EXTRAIT

Point (1) : Toutes les annotations portées au fichier engagent la responsabilité du conservateur
1- En confirmant l'arrêt d'appel rendu, la Cour de cassation indique sans ambiguïté que tous les renseignements délivrés par les conservateurs en vertu des articles 2449 et 2450 du Code Civil sont susceptibles d'engager leur responsabilité dès lors qu'ils comportent une erreur ou une inexactitude préjudiciables sans qu'il y ait lieu de distinguer selon qu'elle affecte des mentions obligatoires ou facultatives.

Ceci renvoie au soin qu'il convient d'apporter à la transcription des actes et décisions judiciaires et notamment, depuis l'informatisation du fichier immobilier, à la rédaction des éléments " explicatifs " portés dans le " complément au descriptif ", qui, à la lumière de cet arrêt, apparaissent susceptibles de faire grief dès lors qu'ils figurent dans les renseignements délivrés aux tiers.

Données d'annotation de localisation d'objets
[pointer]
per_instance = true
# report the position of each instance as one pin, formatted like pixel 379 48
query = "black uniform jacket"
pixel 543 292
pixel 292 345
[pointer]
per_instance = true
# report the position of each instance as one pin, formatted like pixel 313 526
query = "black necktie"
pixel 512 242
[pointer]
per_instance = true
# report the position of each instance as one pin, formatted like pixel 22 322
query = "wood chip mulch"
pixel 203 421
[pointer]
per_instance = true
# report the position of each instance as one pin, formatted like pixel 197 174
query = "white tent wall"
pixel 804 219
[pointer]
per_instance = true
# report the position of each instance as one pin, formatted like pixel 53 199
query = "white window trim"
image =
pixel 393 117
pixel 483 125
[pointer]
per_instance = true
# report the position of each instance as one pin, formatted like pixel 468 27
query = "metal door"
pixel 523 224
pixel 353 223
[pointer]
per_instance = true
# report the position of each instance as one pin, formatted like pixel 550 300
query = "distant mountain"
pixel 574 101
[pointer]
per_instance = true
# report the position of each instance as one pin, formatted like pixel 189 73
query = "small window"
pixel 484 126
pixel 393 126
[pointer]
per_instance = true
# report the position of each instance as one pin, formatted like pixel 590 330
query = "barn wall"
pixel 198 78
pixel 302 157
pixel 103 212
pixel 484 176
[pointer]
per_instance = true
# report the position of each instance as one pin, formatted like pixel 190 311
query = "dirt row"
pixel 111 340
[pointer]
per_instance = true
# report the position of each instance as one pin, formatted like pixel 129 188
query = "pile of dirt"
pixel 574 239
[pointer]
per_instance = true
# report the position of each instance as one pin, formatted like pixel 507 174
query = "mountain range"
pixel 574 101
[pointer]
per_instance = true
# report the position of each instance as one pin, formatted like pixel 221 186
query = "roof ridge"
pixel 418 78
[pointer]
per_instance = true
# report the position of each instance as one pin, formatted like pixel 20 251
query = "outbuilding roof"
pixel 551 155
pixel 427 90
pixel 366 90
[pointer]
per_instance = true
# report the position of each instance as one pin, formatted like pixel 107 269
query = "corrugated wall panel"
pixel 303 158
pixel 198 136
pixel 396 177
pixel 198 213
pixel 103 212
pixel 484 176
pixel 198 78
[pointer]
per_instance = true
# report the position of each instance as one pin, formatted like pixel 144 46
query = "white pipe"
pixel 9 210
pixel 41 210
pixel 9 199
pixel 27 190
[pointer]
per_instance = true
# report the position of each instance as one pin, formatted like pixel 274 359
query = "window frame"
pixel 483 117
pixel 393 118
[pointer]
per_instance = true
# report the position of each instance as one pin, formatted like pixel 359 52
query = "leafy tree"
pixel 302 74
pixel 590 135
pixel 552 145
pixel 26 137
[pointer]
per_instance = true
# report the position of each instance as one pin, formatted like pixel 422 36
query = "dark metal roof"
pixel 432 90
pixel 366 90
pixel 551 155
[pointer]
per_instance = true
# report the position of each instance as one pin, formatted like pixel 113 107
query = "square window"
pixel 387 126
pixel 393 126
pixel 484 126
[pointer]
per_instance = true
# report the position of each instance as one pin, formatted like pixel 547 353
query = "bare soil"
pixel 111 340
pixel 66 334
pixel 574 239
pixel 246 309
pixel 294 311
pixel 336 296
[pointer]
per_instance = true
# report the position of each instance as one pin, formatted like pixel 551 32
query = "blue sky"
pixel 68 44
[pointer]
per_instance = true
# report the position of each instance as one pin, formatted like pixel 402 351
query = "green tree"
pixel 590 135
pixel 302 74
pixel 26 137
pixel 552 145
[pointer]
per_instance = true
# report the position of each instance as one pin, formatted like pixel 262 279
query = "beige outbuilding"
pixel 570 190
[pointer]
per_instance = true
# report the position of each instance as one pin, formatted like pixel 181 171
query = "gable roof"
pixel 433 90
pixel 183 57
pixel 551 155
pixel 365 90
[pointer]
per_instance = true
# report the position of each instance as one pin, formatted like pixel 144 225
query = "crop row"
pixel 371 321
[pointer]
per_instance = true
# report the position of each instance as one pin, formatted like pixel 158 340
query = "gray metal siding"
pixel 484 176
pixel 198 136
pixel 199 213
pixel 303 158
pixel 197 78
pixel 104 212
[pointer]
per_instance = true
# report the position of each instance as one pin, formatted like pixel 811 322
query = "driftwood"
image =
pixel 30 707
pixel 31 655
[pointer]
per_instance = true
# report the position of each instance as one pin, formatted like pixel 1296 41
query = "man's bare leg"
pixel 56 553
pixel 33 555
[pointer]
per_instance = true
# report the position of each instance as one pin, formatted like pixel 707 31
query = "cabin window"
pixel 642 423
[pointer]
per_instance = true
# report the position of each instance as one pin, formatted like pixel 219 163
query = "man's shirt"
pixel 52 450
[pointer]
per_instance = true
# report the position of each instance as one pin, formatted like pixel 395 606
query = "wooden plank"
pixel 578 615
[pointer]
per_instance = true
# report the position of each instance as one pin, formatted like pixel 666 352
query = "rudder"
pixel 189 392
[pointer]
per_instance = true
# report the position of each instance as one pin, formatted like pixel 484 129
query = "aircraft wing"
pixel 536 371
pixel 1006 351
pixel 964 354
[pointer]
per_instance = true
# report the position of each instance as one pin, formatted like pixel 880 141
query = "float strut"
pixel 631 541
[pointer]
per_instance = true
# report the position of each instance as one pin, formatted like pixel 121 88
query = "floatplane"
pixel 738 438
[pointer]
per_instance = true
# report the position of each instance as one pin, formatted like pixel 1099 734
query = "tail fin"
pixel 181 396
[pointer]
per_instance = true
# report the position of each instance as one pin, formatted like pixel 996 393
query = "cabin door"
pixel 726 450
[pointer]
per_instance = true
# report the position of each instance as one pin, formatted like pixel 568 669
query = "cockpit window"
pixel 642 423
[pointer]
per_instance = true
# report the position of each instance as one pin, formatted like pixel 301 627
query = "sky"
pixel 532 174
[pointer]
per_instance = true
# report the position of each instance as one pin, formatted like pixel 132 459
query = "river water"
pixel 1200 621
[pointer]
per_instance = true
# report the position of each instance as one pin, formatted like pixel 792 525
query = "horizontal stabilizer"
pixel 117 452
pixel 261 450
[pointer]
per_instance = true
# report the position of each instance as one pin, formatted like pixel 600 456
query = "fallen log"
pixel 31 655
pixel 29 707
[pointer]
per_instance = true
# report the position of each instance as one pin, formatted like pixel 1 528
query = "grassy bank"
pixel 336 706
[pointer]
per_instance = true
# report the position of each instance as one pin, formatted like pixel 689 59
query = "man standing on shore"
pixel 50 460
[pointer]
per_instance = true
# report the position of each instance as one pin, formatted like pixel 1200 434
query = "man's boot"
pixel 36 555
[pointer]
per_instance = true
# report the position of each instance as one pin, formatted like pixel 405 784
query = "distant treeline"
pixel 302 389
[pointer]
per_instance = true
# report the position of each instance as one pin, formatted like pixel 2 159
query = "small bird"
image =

CONSIGNES DE L'EXERCICE
1. Citez le passage de l'extrait allant de « Point (1) : Toutes » jusqu'à « obligatoires ou facultatives. ».
2. Répondez à ces questions d'après l'extrait :
(a) Quelle juridiction a confirmé l'arrêt d'appel ?
(b) En vertu de quels articles du Code civil les conservateurs délivrent-ils les renseignements mentionnés ?
(c) Depuis l'informatisation du fichier immobilier, dans quelle rubrique les éléments « explicatifs » sont-ils portés ?
3. Prolongez l'extrait sur la responsabilité du conservateur au-delà de sa dernière phrase.
Le matériel forme un ensemble distinct de l'extrait.

RÉSULTATS DE L'EXERCICE
1.
Point (1) : Toutes les annotations portées au fichier engagent la responsabilité du conservateur
1- En confirmant l'arrêt d'appel rendu, la Cour de cassation indique sans ambiguïté que tous les renseignements délivrés par les conservateurs en vertu des articles 2449 et 2450 du Code Civil sont susceptibles d'engager leur responsabilité dès lors qu'ils comportent une erreur ou une inexactitude préjudiciables sans qu'il y ait lieu de distinguer selon qu'elle affecte des mentions obligatoires ou facultatives.

2.
(a) La Cour de cassation.
(b) Les articles 2449 et 2450.
(c) Dans le « complément au descriptif ».

3.
2- La Cour réaffirme aussi que la faute subséquente, même indiscutable, d'un professionnel du droit " n'efface " pas celle du conservateur et ne rompt pas la relation de causalité directe entre la faute de ce dernier et le préjudice subi. Les deux fautes, celle du conservateur et celle postérieure du professionnel, sont en relation directe avec le dommage subi par l'usager dont les deux doivent conjointement réparation (responsabilité partagée).

Point (2) : Concernant plus spécifiquement le contenu des annotations à porter au fichier immobilier, lors de la transcription des jugements prononçant l'inopposabilité d'un acte en conclusion d'une action paulienne (art 1167 du code civil) :
L'admission de la fraude paulienne par un tribunal a pour effet de révoquer rétroactivement l'acte frauduleux à l'égard du seul créancier ayant intenté l'action, qui pourra éventuellement le saisir. Toutefois, la révocation ne se produisant que dans l'intérêt de ce créancier et à la mesure de cet intérêt, l'aliénation subsiste au profit du tiers acquéreur pour tout ce qui excède l'intérêt du créancier demandeur.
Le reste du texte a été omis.